» Stated goal: Copy out the lines below, starting at the one that contains "[mark] the antenna" and ending with the last line of the data, and leave the pictures out.
═════ Entries shown
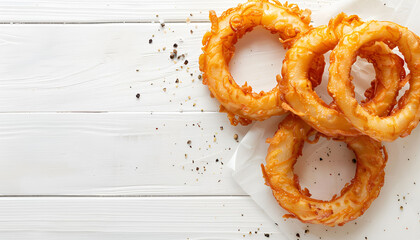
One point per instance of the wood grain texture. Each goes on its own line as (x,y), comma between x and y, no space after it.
(103,67)
(117,154)
(144,218)
(120,11)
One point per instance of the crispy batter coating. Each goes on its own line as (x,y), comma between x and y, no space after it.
(407,114)
(242,105)
(356,197)
(299,97)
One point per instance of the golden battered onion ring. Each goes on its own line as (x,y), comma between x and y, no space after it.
(356,197)
(300,98)
(282,19)
(407,115)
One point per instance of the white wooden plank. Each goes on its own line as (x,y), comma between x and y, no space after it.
(172,218)
(155,218)
(120,11)
(117,154)
(102,67)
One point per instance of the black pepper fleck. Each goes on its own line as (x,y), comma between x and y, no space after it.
(235,137)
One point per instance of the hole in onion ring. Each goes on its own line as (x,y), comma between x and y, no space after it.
(363,73)
(321,89)
(258,49)
(325,168)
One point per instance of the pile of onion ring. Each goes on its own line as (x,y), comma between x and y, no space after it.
(362,126)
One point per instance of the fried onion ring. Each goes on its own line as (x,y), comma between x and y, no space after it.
(356,197)
(300,98)
(243,105)
(407,115)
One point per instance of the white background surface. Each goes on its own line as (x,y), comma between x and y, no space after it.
(82,158)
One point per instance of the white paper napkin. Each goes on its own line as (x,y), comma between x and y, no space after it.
(325,167)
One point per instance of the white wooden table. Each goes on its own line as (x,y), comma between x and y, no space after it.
(81,157)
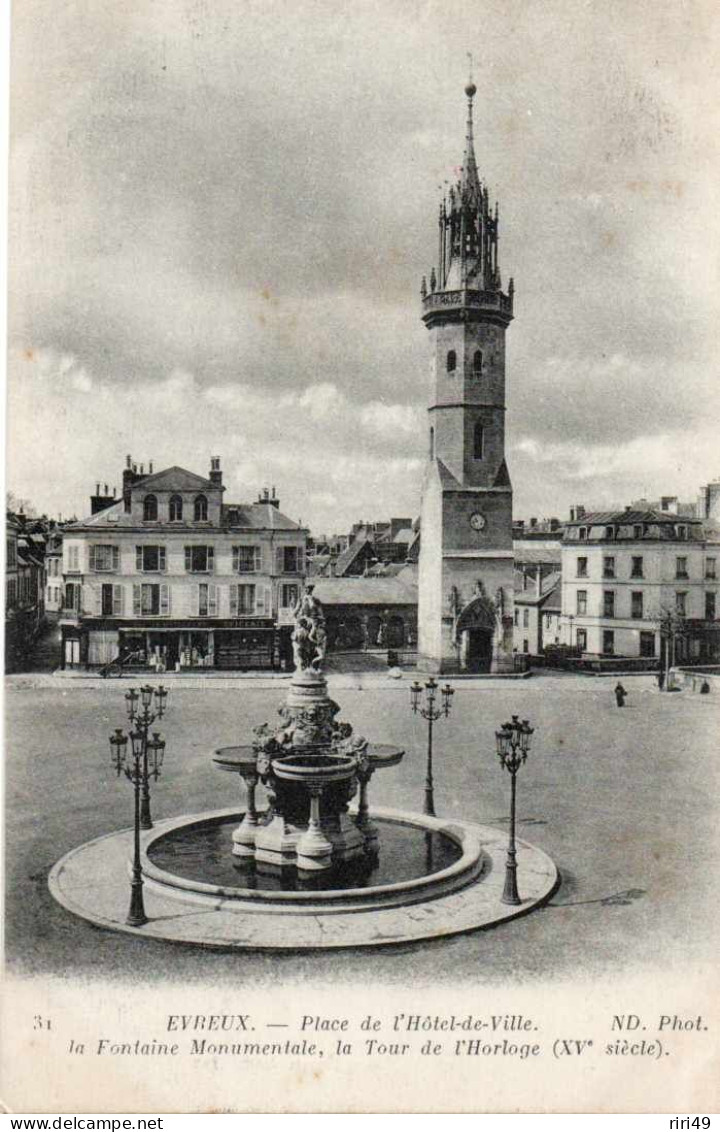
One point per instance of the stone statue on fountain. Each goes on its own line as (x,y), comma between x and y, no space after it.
(309,636)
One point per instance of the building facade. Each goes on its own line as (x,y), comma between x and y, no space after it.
(639,582)
(172,577)
(465,565)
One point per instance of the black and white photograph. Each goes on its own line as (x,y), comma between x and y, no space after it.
(362,558)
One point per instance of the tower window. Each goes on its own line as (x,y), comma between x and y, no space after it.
(150,508)
(478,442)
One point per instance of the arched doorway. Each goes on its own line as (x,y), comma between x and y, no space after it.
(474,633)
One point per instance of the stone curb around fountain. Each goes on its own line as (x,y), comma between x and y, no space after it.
(92,882)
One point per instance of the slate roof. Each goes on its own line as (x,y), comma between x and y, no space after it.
(366,591)
(609,517)
(176,479)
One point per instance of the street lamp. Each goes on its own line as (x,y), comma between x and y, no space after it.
(513,745)
(429,711)
(142,751)
(139,705)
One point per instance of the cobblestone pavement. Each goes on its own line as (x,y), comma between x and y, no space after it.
(625,802)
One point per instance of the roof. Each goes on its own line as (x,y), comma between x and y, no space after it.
(176,479)
(257,516)
(607,517)
(366,591)
(550,586)
(349,556)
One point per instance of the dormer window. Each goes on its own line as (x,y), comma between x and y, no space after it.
(150,508)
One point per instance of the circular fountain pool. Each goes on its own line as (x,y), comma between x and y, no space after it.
(204,852)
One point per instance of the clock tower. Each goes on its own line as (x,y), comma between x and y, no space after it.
(465,571)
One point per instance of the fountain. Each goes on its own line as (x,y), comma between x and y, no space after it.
(309,865)
(311,766)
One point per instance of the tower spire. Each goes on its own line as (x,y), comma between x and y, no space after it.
(471,181)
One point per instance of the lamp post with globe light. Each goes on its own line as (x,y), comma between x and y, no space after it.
(513,746)
(145,757)
(142,715)
(431,712)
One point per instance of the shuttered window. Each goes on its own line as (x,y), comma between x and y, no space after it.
(199,559)
(150,559)
(104,559)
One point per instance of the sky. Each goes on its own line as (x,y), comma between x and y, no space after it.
(221,212)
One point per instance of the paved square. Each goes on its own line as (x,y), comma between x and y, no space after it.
(624,800)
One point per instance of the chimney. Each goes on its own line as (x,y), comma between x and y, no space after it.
(216,476)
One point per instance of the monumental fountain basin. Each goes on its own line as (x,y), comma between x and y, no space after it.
(463,840)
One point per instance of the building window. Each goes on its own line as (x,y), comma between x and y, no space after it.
(290,560)
(73,597)
(241,600)
(111,600)
(150,559)
(246,559)
(151,599)
(206,600)
(104,559)
(289,595)
(199,559)
(680,567)
(478,442)
(150,508)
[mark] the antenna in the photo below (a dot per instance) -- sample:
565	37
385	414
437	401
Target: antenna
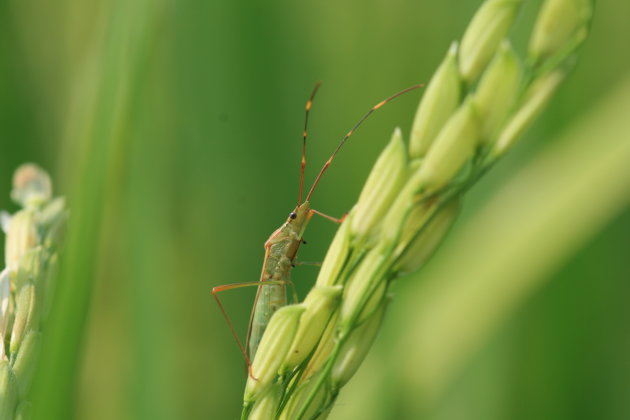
══════════
» In response:
[mark] the antenna in the photo below (a dot per instance) -- sample:
565	37
385	414
437	401
Target: antenna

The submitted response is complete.